WHAT YOU NEED TO DO>
Exactly the lines from the one containing "Would you be able to indicate the wrought" through the end of the listing should be written out, both ends included, and nothing more.

== DATA FOR PROCESSING ==

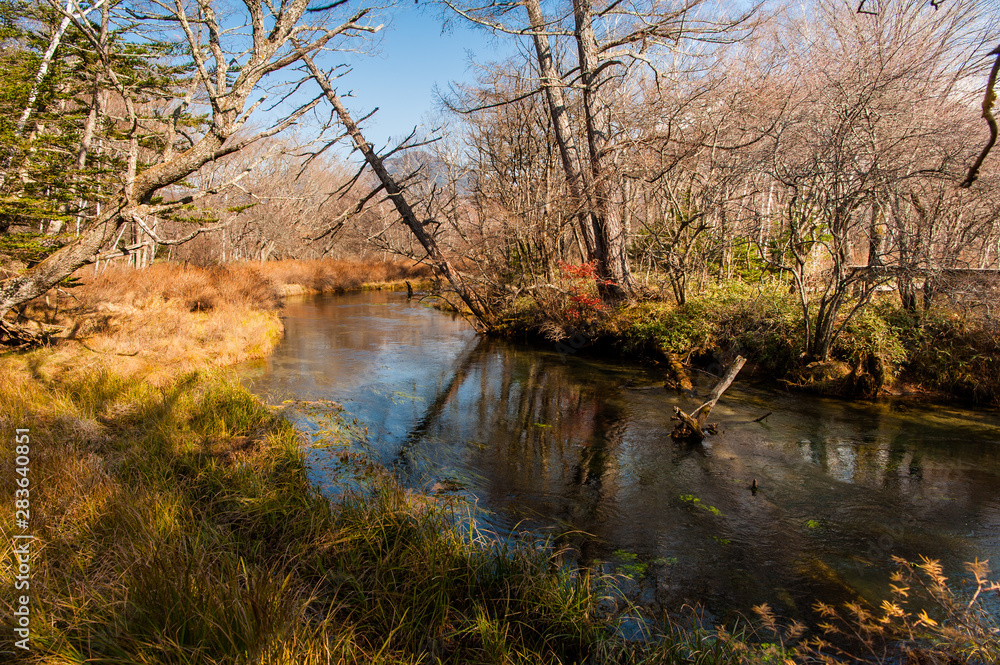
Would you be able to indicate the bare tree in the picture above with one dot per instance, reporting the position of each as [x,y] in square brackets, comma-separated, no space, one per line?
[229,64]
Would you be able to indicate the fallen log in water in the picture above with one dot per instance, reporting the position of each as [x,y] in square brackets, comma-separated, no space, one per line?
[692,427]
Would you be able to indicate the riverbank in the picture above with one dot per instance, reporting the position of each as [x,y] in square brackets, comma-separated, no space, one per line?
[884,350]
[174,522]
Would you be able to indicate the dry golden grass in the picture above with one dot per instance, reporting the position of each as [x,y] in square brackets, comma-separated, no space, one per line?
[328,275]
[170,318]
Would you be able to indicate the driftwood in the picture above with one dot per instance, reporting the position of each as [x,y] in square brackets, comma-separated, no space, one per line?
[692,427]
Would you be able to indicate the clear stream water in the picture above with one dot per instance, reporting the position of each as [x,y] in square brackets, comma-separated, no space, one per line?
[557,443]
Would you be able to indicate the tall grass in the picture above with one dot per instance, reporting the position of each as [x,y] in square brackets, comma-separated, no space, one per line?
[175,523]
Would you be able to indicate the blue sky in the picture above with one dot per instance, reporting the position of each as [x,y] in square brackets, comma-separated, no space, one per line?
[412,57]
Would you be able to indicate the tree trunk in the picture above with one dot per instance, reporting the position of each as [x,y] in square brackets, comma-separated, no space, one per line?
[692,427]
[552,83]
[395,193]
[609,232]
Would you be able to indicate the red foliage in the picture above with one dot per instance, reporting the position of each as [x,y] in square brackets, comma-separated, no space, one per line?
[584,305]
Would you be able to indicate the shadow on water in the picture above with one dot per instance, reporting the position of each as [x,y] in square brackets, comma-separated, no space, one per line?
[557,443]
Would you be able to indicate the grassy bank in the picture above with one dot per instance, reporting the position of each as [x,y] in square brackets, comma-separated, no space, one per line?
[884,349]
[175,522]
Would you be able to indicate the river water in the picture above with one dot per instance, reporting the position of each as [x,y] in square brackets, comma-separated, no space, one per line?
[557,443]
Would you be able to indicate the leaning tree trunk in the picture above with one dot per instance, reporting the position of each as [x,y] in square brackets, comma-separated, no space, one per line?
[692,427]
[395,193]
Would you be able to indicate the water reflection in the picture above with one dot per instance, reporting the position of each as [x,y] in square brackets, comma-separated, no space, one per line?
[562,443]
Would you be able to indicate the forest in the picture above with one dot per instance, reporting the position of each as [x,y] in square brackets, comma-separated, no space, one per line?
[808,187]
[835,151]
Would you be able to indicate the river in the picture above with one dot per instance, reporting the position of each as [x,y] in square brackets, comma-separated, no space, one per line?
[548,442]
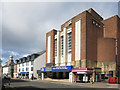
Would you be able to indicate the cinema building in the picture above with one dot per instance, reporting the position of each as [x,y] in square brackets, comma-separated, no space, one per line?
[86,46]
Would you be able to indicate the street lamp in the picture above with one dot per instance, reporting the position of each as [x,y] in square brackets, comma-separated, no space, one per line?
[117,70]
[0,62]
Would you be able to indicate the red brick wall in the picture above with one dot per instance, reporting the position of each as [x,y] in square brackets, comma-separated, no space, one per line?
[81,16]
[94,14]
[106,40]
[110,27]
[118,42]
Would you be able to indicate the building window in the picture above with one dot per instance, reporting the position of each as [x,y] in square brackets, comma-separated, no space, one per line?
[22,69]
[27,63]
[19,70]
[27,69]
[69,43]
[61,45]
[31,68]
[31,62]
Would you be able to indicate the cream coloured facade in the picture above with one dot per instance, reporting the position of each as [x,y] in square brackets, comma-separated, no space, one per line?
[63,47]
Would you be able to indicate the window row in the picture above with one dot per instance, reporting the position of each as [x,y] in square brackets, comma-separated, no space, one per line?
[27,69]
[27,64]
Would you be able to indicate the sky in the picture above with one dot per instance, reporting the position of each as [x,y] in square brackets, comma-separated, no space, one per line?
[25,24]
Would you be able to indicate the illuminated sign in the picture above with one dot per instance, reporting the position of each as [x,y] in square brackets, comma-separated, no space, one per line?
[62,68]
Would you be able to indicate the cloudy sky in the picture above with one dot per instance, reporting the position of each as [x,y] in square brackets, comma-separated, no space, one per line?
[25,24]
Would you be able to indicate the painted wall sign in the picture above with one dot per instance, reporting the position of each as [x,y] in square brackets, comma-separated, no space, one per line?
[62,68]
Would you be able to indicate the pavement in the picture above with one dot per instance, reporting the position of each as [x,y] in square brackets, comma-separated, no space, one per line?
[17,84]
[89,85]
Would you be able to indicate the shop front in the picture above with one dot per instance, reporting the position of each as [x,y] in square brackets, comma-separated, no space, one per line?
[82,74]
[61,72]
[24,75]
[46,72]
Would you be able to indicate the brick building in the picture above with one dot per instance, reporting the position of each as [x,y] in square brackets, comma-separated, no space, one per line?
[87,43]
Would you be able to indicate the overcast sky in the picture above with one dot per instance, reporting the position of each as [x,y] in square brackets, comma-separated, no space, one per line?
[25,24]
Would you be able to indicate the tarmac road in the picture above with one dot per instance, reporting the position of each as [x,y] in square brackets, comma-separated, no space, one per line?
[17,84]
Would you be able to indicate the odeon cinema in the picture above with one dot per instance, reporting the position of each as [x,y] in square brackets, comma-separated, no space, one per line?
[85,47]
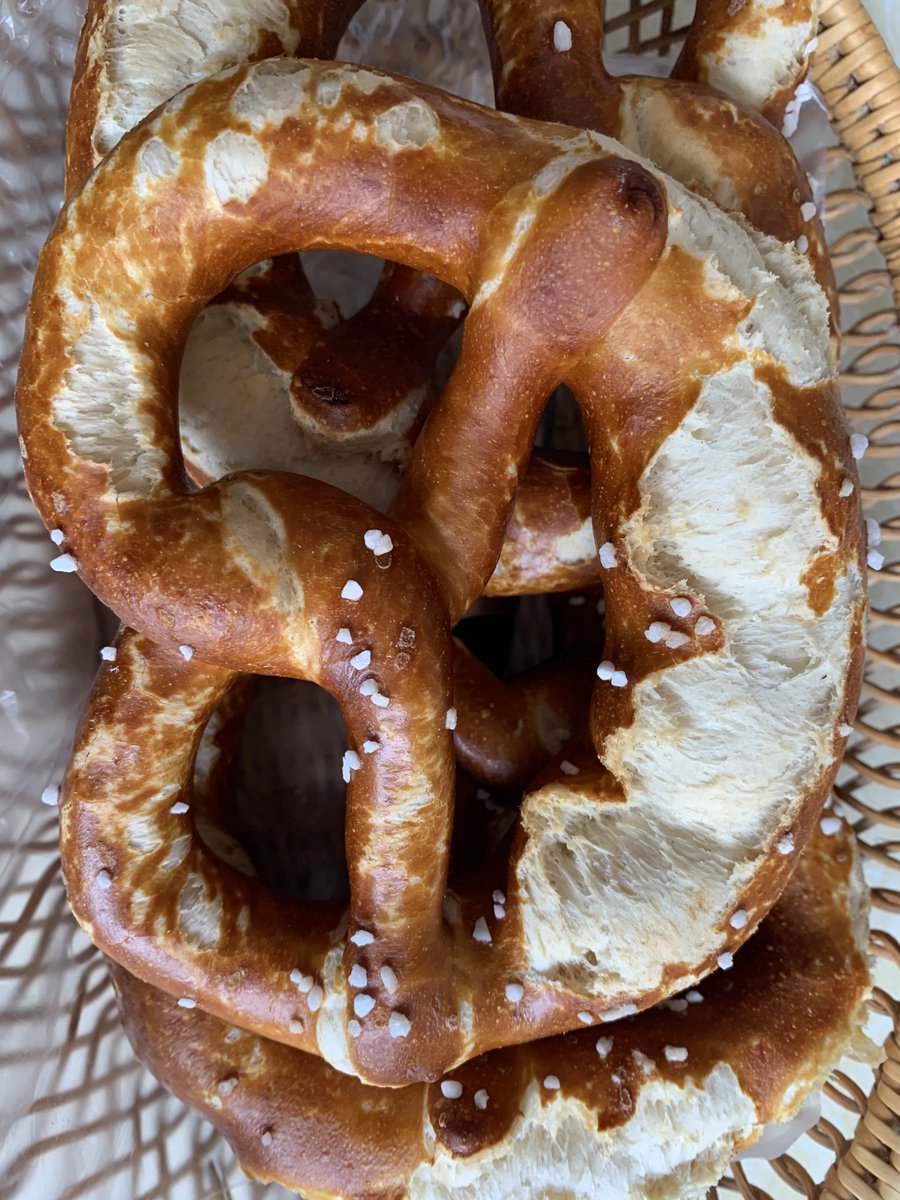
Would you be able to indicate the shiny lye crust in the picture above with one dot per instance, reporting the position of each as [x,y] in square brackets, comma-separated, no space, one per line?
[658,1102]
[697,351]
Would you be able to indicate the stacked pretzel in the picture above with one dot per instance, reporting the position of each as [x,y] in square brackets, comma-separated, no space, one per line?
[670,769]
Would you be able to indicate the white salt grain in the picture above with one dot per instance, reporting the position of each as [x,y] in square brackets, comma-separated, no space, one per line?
[481,933]
[562,37]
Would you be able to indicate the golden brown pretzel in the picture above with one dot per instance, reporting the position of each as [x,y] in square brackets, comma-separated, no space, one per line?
[706,141]
[657,1104]
[743,331]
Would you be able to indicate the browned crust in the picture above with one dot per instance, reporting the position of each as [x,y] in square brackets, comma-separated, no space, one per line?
[780,1019]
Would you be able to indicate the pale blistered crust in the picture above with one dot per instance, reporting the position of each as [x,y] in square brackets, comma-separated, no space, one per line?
[707,313]
[763,1035]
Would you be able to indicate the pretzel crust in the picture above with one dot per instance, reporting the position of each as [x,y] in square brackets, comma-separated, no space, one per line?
[294,1120]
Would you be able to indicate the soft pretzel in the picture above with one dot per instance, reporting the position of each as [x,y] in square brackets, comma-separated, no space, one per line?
[654,1105]
[703,139]
[754,51]
[709,609]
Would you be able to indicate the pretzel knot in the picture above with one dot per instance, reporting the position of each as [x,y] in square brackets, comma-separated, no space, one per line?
[729,540]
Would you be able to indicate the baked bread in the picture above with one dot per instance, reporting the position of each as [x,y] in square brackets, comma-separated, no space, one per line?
[653,1105]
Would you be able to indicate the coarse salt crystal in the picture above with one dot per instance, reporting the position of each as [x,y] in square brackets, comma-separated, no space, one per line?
[562,37]
[363,1003]
[616,1014]
[657,630]
[481,933]
[399,1025]
[349,763]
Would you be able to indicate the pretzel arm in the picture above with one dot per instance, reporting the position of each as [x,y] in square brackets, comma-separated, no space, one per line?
[754,51]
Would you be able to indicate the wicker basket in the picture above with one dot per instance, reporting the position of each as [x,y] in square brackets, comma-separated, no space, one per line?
[99,1126]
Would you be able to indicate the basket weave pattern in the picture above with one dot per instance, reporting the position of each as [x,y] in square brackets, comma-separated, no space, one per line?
[167,1152]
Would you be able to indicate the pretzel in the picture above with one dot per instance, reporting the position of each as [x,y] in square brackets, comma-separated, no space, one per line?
[241,591]
[654,1105]
[753,51]
[705,141]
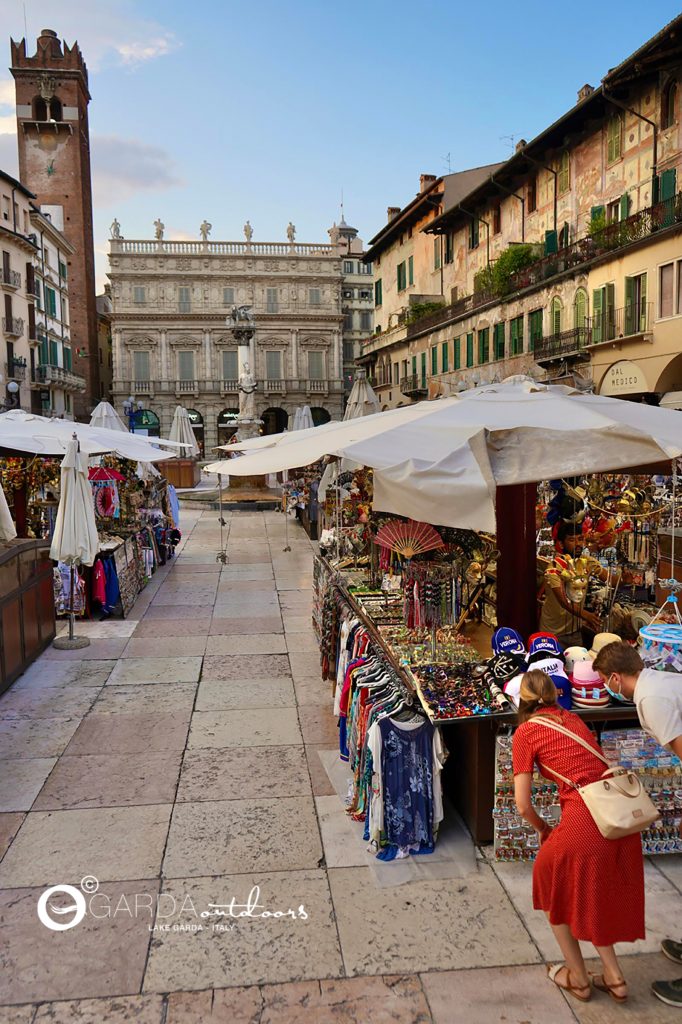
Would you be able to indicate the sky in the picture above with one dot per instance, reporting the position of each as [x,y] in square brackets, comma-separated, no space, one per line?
[273,112]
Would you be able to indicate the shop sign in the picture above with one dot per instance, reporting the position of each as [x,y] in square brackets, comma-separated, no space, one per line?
[624,378]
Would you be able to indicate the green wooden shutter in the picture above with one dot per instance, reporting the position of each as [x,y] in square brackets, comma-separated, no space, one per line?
[630,314]
[598,314]
[625,206]
[551,243]
[610,311]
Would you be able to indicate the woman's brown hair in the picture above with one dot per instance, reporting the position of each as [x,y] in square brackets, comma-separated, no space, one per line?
[538,691]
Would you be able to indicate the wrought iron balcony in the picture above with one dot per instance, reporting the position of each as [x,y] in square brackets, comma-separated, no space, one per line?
[13,326]
[562,345]
[414,386]
[10,279]
[612,325]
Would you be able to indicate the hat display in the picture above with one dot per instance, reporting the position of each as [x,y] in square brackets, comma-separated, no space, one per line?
[544,643]
[507,641]
[601,640]
[573,655]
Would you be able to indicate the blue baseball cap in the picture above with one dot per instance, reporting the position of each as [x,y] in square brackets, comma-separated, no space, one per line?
[545,643]
[507,641]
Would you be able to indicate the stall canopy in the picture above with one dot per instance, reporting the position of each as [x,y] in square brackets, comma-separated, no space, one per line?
[181,431]
[441,461]
[20,431]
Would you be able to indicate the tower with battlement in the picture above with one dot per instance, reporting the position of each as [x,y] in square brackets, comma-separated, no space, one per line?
[52,97]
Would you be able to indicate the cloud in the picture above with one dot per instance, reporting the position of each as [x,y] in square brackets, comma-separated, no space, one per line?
[109,32]
[123,167]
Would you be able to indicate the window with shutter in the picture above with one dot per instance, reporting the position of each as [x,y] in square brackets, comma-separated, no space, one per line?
[499,341]
[316,366]
[483,345]
[184,301]
[230,370]
[563,179]
[185,366]
[613,138]
[273,366]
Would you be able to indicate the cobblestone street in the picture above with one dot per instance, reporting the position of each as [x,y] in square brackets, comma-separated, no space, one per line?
[184,754]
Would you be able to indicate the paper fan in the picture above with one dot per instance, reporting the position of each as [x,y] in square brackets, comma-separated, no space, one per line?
[409,539]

===

ANSWER BOX>
Would you be able to indicate the wrought iron balcony in the picture above with one dot per instance, reporting the position of each as [x,y] in square brackets, comma-separated, no space, one per line?
[13,326]
[562,345]
[414,386]
[10,279]
[612,325]
Would you be able to indicate the hat display in the picture above with one dot per instance, reporting the position of each as [x,y] in square brackets, comma-separated, no space, one per line?
[544,643]
[507,641]
[601,640]
[573,655]
Would you be able to indicate the blue baseball cap in the picture above with one dot per instance, reporting the position of each as [x,y] in square brackets, comma-separated, no space, one per line?
[545,643]
[507,641]
Would you be able to indicate the stall canopy in the picture above with one dot per instance, reporting the position of each as [x,y] in square brackets, comma-separated, no space, one per line?
[181,431]
[441,461]
[20,431]
Would you be able to indicate the tower with battlement in the picture above with one dot per instance, reporting the position of each as [x,y] in square brackets, comma-separated, no space, one per line?
[52,97]
Would you be able to indicate the cloud in the picture above with one dot per instance, reporting the position of each as [x,y] in square brackets, comma-separated, no space, one per line?
[109,32]
[123,167]
Would you be able to indicate the window with shutter in the picture above with one dot per instance, reporting the position of each as [x,y] in square brackets, comma-separated, no space, one per line?
[499,341]
[316,366]
[483,345]
[184,301]
[230,370]
[563,179]
[185,366]
[613,138]
[273,366]
Would you be able to indicate the cobblestone street in the picture above with one dot per instance, reporting the position of each as [x,y] in square brackets, comma-separated, no space, one per line?
[184,754]
Would you be able to indicate the paper fan in the picture above with one dot per instance, reporting the position of each as [x,y] in square brackets, comma-separated, no space, one per line?
[409,539]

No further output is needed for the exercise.